**Goals:**
A: In the essay on Bach's Illusions and the internet, how does the viewpoint character make his living?
B: Write the next part of the essay on Bach's Illusions and the internet, picking up right after its final sentence.

**Text segment:**
** begin **

Start: Richard Bach, in his metaphysical classic Illusions: Adventures of a Reluctant Messiah made the point that none of us live in the same world.

To most of us raised in the Newtonian/Cartesian world of America, this idea is counter-intuitive, and yet, voiced through Bach’s character Donald Shimoda, a modern-day messiah “born in the holy land of Indiana, raised in the mystical hills east of Fort Wayne,” it make perfect sense. Bach’s viewpoint character, the first person “I” named Richard Bach who may or may not be the real Richard Bach, a barn-storming free spirit living his life selling airplane rides and cooking bread in a pan over a campfire at the end of the day, lived in a much different world than nearly everyone reading the novel.

Bach, here, is driving at a metaphysical point, but on a more prosaic level, those of us who spend a large portion of our day on the internet may all be on the internet, but which internet?

** end **

**Data lines:**
** begin **

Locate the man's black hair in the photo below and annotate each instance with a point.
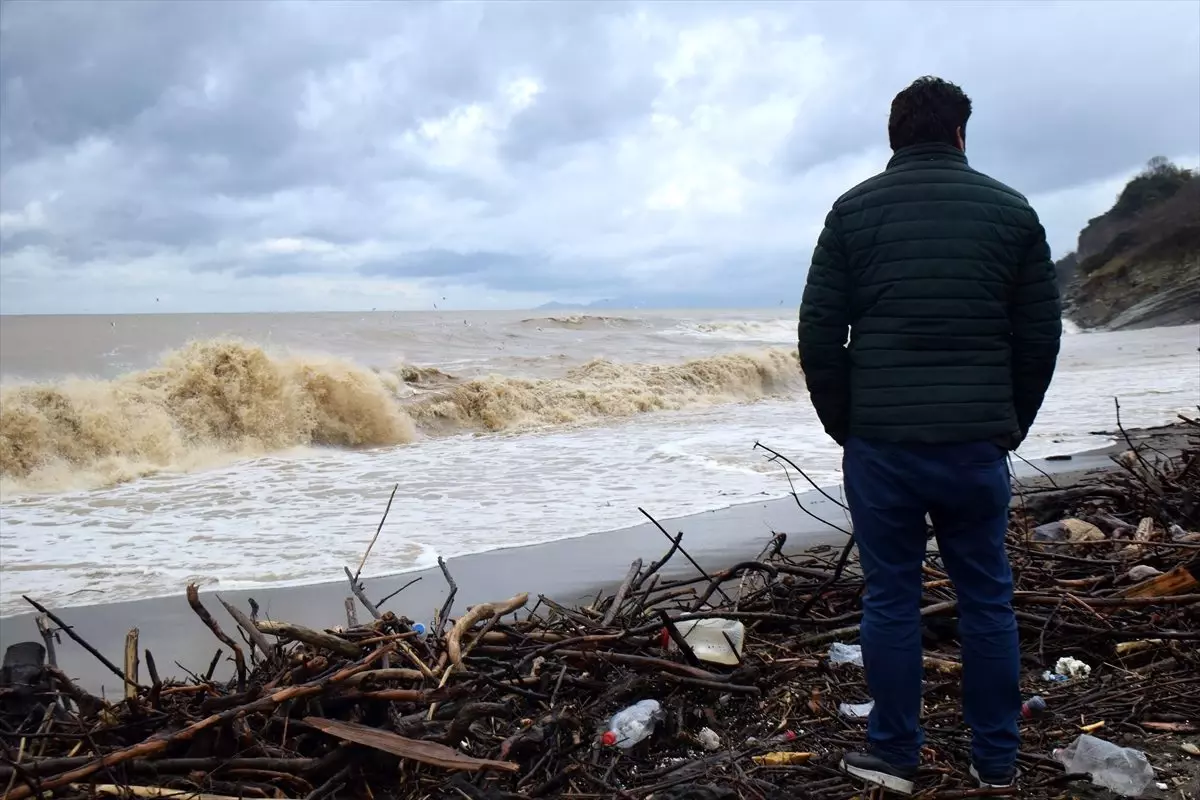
(930, 110)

** end **

**Task responses:**
A: He sells airplane rides.

B:
No one’s internet world is exactly alike, but obviously there are points of commonality, or … well … no one would be connecting. I mention this because I used to “live” in a very different internet world prior to this one, and this article is in part an appreciation of where I’ve “landed.”

And, in part, an appreciation that I am no longer where I was.

“Hey! Don’t I Know You?”

I haven’t had this yet, but at some point I’m expecting someone to ask me “Hey, aren’t you the Daniel Brenton that used to write about UFOs?”


Yes, that was me.

I was writing about some of the same things I am now, but I was drawn toward the subject of UFOs as well, and found myself for a time one of the up and coming voices in the UFO “community,” such as it is, even to the point of being featured on an episode of the excellent radio show/podcast The Paracast.

Then, as of March of 2008, the nagging unease I had about my “career” came into focus, and I stopped blogging for quite some time. I even went so far as to remove the majority of my material from here, and took some pretty extensive steps to minimize the appearance of it elsewhere.


Because the audience wasn’t worth it.

This may seem like a harsh statement, but, at a high level, that says it.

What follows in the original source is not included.